Rewrite the passage of the book review below, starting with "His villain was" and going on through "start until recently.", changing "rationale" to "reasoning".

Text provided:
==============================

His job ultimately leads him to a nightmare creature called a rakosh, an Indian (India) demon. The rakoshi are being used to take revenge, and he must race against time to stop them from killing someone he cares about.

I liked the character of Repairman Jack. He was down to earth, despite being a tough guy who discreetly takes care of problems he's paid to deal with. There was a certain aloofness, but he wasn't an uncaring man. Certainly, he has an interesting life. This is a series, so his adventures go on.

His good friend is Abe, a sports shop owner who also runs guns from the basement. Abe was a Jewish conspiracy theorist, and quite fun. 

His villain was a mixed bag for me. While he did have good and bad aspects, an important element of a good villain, he was a little too crazy-pants for me. At least there was a reason he was seeking his revenge. Even so, his rationale was thin. No matter what misgivings he had, he had to fix his karma by doing this awful thing, which makes no sense to me, but obviously I'm not a karma expert. He acknowledged to himself that these people were innocents, yet he had to take them out to satisfy his thirst for revenge that didn't even start until recently.

The characters that really irked me were the women. See, Repairman Jack has two love interests in this book. One is a woman he had a relationship with, but who broke up with him when she discovered he wasn't actually a repairman. She was a shrew. I hated everything about her. I couldn't stand any scene with her in it. She didn't give this man she was in love with a chance to explain anything to her, she judged him and harped on her feelings about his life every single bloody time we saw her, she blamed him for all kinds of things, and she sent mixed signals (because comfort--blah.) I feel like he was trying to write her as a "strong" woman, but what she was instead was a nasty, angry person. Blech.

==============================

Supplied information:
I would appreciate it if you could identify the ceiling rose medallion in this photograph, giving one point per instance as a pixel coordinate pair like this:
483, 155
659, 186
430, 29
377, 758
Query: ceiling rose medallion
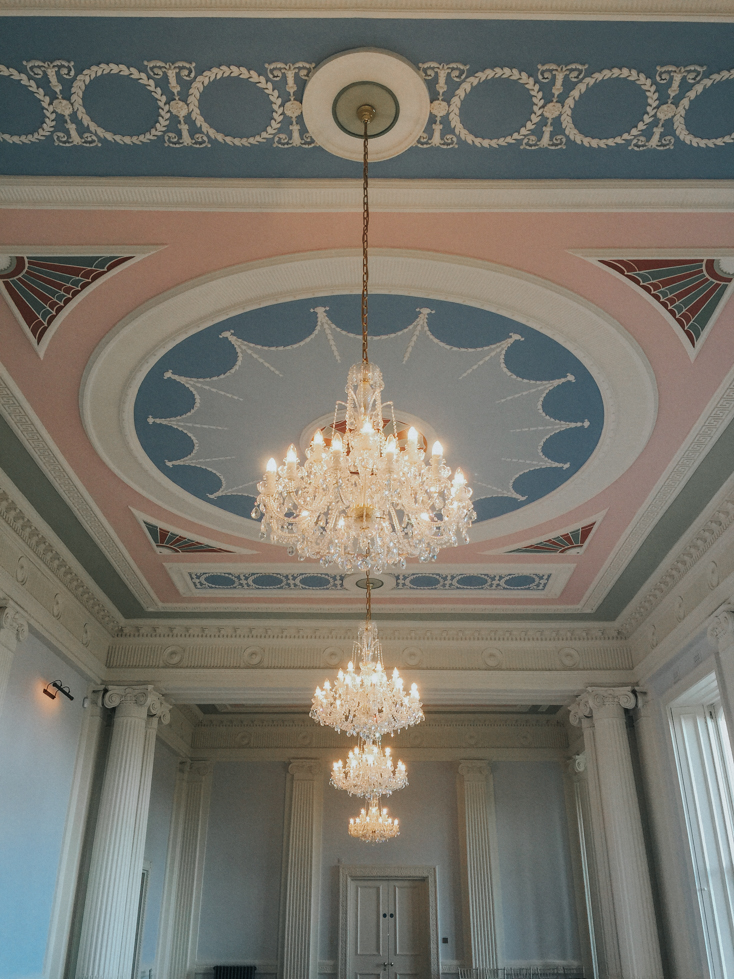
364, 501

==============================

Solved problem:
His villain was a mixed bag for me. While he did have good and bad aspects, an important element of a good villain, he was a little too crazy-pants for me. At least there was a reason he was seeking his revenge. Even so, his reasoning was thin. No matter what misgivings he had, he had to fix his karma by doing this awful thing, which makes no sense to me, but obviously I'm not a karma expert. He acknowledged to himself that these people were innocents, yet he had to take them out to satisfy his thirst for revenge that didn't even start until recently.